Pointing dataset records ::
__________

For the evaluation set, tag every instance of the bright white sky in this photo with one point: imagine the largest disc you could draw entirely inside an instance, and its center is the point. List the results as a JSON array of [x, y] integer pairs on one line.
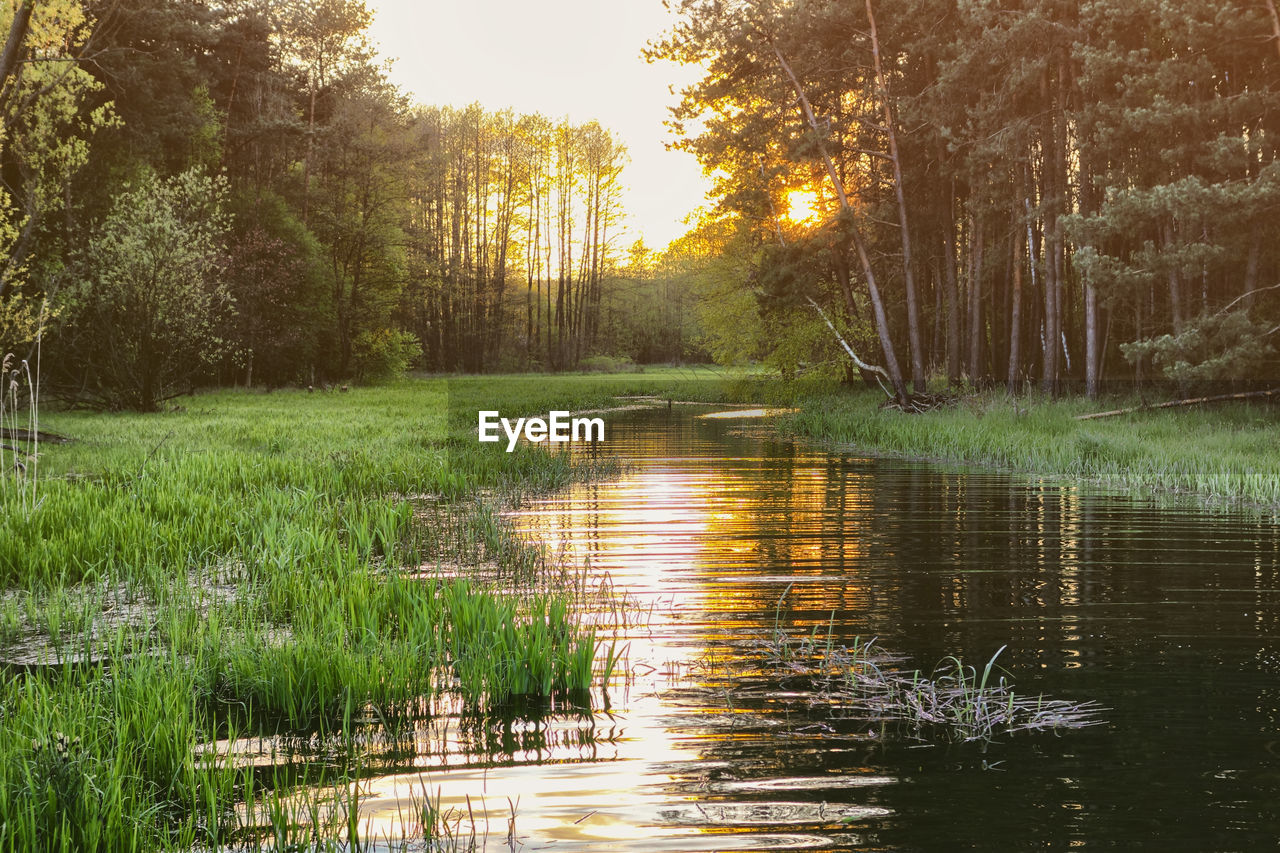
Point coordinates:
[[575, 58]]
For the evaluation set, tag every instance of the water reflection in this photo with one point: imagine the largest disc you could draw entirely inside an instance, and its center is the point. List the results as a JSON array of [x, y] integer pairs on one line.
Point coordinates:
[[722, 533]]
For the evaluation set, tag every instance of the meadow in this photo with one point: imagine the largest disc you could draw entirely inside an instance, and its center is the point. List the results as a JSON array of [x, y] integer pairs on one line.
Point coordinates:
[[310, 565], [266, 565]]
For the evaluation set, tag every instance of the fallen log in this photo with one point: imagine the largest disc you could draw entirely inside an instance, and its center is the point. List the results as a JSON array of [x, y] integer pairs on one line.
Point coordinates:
[[1174, 404]]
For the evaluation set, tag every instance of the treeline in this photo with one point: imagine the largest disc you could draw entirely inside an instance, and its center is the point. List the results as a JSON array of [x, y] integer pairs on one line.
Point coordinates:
[[233, 192], [1010, 191]]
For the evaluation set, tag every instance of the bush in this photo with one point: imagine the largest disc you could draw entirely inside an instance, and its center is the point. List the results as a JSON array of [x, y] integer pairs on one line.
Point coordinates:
[[384, 354]]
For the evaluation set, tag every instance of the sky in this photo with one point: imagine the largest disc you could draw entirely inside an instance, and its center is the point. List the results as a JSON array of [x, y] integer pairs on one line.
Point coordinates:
[[562, 58]]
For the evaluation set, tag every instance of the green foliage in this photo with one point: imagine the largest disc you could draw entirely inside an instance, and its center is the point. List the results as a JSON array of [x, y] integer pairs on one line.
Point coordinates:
[[250, 566], [1215, 347], [385, 354], [150, 296]]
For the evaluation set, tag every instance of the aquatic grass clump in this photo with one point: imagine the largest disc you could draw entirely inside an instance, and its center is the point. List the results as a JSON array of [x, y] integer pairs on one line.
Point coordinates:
[[954, 701], [259, 565]]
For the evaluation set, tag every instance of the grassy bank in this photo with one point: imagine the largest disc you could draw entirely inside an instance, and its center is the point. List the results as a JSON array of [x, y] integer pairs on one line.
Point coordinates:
[[1220, 454], [260, 565]]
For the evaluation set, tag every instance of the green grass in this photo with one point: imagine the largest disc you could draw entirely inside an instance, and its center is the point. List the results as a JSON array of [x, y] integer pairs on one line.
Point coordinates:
[[256, 564], [1219, 454]]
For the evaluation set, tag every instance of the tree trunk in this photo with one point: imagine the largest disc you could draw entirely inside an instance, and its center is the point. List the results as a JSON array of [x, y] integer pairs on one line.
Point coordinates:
[[976, 306], [913, 319], [949, 259], [895, 372], [1015, 311]]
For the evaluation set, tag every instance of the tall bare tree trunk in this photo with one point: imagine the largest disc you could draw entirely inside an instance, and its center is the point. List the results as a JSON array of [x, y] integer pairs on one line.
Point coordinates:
[[976, 305], [949, 259], [892, 369], [1015, 311], [1275, 23], [913, 319]]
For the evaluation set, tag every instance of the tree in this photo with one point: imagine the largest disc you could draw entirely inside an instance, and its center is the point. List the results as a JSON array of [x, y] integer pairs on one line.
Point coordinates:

__________

Rewrite the part of the items that opens with the line containing "For the evaluation set, tag every instance of the meadow" and closes with the line containing "[[1174, 404]]", reproducing every line including the requests, but scale each point coordinate in the answers by 0.6 and round to whole numbers, with halves rounding up. Give only that part.

For the evaluation set, tag every instance of the meadow in this photo with one point: imagine the largest disc you could draw entirely inside an instance, and its center is the point. List the results as a JSON array of [x, y] integer pairs on one line.
Point coordinates:
[[186, 339], [160, 339]]
For the evaluation set, tag every instance of the fallen log in this photo with one point: imagine the largest disc you could draw entirely inside an instance, and its center is the point. List the results as a JSON array of [x, y] integer pairs on one line.
Point coordinates:
[[704, 242]]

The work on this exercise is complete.